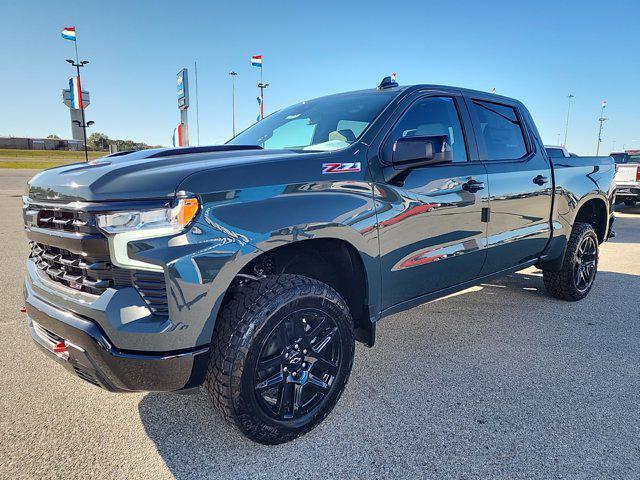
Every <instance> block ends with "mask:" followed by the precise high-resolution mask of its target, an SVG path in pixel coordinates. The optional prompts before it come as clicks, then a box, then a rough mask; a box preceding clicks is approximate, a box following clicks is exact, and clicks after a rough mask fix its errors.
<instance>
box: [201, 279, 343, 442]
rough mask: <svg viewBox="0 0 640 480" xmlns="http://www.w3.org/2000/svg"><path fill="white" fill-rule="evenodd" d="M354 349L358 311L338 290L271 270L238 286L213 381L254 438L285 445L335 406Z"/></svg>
mask: <svg viewBox="0 0 640 480" xmlns="http://www.w3.org/2000/svg"><path fill="white" fill-rule="evenodd" d="M353 355H354V337H353V324H352V320H351V315H350V313H349V310H348V308H347V306H346V304H345V302H344V300H343V299H342V298H341V297H340V295H339V294H338V293H337V292H336V291H335V290H333V289H332V288H331V287H330V286H328V285H326V284H324V283H322V282H319V281H317V280H313V279H310V278H307V277H302V276H299V275H274V276H269V277H265V278H262V279H260V280H257V281H255V282H251V283H249V284H245V285H242V286H240V287H237V288H236V289H235V290H234V291H233V292H232V297H231V298H230V299H229V300H228V301H227V302H226V304H225V306H224V307H223V310H222V312H221V314H220V317H219V318H218V322H217V324H216V328H215V332H214V340H213V348H212V354H211V358H210V361H209V369H208V374H207V379H206V382H205V385H206V388H207V390H208V392H209V394H210V396H211V398H212V400H213V403H214V405H215V407H216V408H217V409H218V410H219V411H220V412H221V413H222V414H223V416H224V417H225V418H226V419H227V420H228V421H229V422H230V423H231V424H232V425H234V426H235V427H236V428H238V429H239V430H240V431H242V432H243V433H244V434H245V435H246V436H248V437H249V438H251V439H252V440H255V441H257V442H260V443H265V444H276V443H283V442H287V441H289V440H292V439H294V438H296V437H298V436H300V435H302V434H304V433H306V432H308V431H309V430H311V429H312V428H314V427H315V426H316V425H317V424H319V423H320V422H321V421H322V420H323V419H324V418H325V417H326V416H327V415H328V414H329V413H330V412H331V410H332V409H333V407H334V405H335V404H336V402H337V401H338V399H339V398H340V395H341V394H342V391H343V390H344V387H345V385H346V382H347V380H348V377H349V373H350V372H351V367H352V365H353Z"/></svg>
==========
Task description: Convert every line of the items above into a JSON list of strings, one string per line, with blank lines skipped and the pictures left out.

Response to the exercise:
[
  "Every <instance> block ends with \"mask:\" followed by the precise high-resolution mask of its target, an SVG path in pixel coordinates. The optional prompts before it come as clicks, then a box, then a rough mask; a box preceding clicks is approximate, a box following clicks is exact, and clicks after a rough mask fix its errors.",
  "<instance>",
  "box: [201, 279, 343, 442]",
  "rough mask: <svg viewBox=\"0 0 640 480\" xmlns=\"http://www.w3.org/2000/svg\"><path fill=\"white\" fill-rule=\"evenodd\" d=\"M354 349L358 311L338 290L271 270L238 286L213 381L254 438L285 445L335 406Z\"/></svg>",
  "mask: <svg viewBox=\"0 0 640 480\" xmlns=\"http://www.w3.org/2000/svg\"><path fill=\"white\" fill-rule=\"evenodd\" d=\"M353 355H354V337H353V324H352V320H351V315H350V313H349V310H348V308H347V306H346V304H345V302H344V300H343V299H342V298H341V297H340V295H339V294H338V293H337V292H336V291H335V290H333V289H332V288H331V287H330V286H328V285H326V284H324V283H322V282H319V281H317V280H313V279H310V278H307V277H302V276H299V275H274V276H269V277H265V278H262V279H260V280H257V281H255V282H251V283H249V284H245V285H242V286H240V287H237V288H236V289H235V290H234V291H233V292H232V297H231V298H230V299H229V300H228V301H227V302H226V304H225V306H224V307H223V310H222V312H221V314H220V317H219V318H218V322H217V324H216V328H215V332H214V340H213V348H212V354H211V358H210V361H209V369H208V374H207V379H206V382H205V385H206V388H207V390H208V392H209V394H210V396H211V398H212V400H213V403H214V405H215V407H216V408H217V409H218V410H219V411H220V412H221V413H222V414H223V416H224V417H225V418H226V419H227V420H228V421H229V422H230V423H231V424H232V425H234V426H235V427H236V428H238V429H239V430H240V431H242V432H243V433H244V434H245V435H246V436H248V437H249V438H251V439H252V440H255V441H257V442H260V443H265V444H276V443H283V442H287V441H289V440H292V439H294V438H296V437H298V436H300V435H302V434H304V433H306V432H308V431H309V430H311V429H312V428H314V427H315V426H316V425H317V424H319V423H320V422H321V421H322V420H323V419H324V418H325V417H326V416H327V415H328V414H329V413H330V412H331V410H332V409H333V407H334V405H335V404H336V402H337V401H338V399H339V398H340V395H341V394H342V391H343V390H344V387H345V385H346V382H347V380H348V377H349V373H350V372H351V367H352V365H353Z\"/></svg>"
]